Extrait:

Pendant un certain temps, la plaignante a exploité avec sa fille une garderie collective. Ce type d'établissement pouvait recevoir douze enfants et requérait deux exploitants. La garderie avait ouvert ses portes au début de 1983 et la plaignante l'avait fait fonctionner avec sa fille jusqu'au mois de juin 1985. Elles l'avaient fermée à cette date, car la mère estimait que sa fille avait besoin de plus de formation. La fille, comme parent unique de trois enfants, a pensé retourner aux études. Elle s'est inscrite à un cours de travailleur des services à l'enfance d'une durée de deux ans, donné par l'Assiniboine Community College, à Brandon (Manitoba), et a pu acquitter les frais de scolarité grâce à des subventions, des prêts et une bourse. En terminant ses cours avec succès, elle obtenait un diplôme de classe 2 après la première année et un diplôme de classe 3 après la deuxième année.

La plaignante a déclaré que la formation de travailleur des services à l'enfance avait pour but d'améliorer les services de garderie et les compétences des travailleurs qui prendraient soin des enfants.

La fille de la plaignante était la seule des étudiants inscrits à ce cours qui provenait de la région de Minnedosa, où elle demeurait ainsi que sa mère.

Mme Lang espérait pouvoir engager sa fille, pendant l'été 1986, pour qu'elle travaille avec elle, pendant ses vacances, dans ce qui était devenu la garderie familiale de la plaignante.

Données fournies:
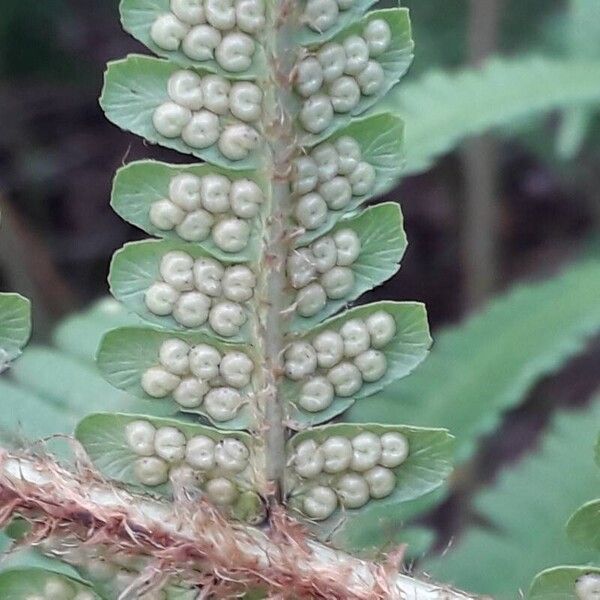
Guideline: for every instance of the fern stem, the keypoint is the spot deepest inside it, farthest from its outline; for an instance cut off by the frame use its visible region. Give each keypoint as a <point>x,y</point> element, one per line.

Objectif: Selon l'extrait, pour quelle raison la plaignante et sa fille ont-elles fermé leur garderie collective en juin 1985 ? Répondez en une à trois phrases. Les lignes ci-dessus proviennent d'une autre source que l'extrait.

Réponse: Elles ont fermé la garderie parce que la plaignante estimait que sa fille avait besoin de plus de formation.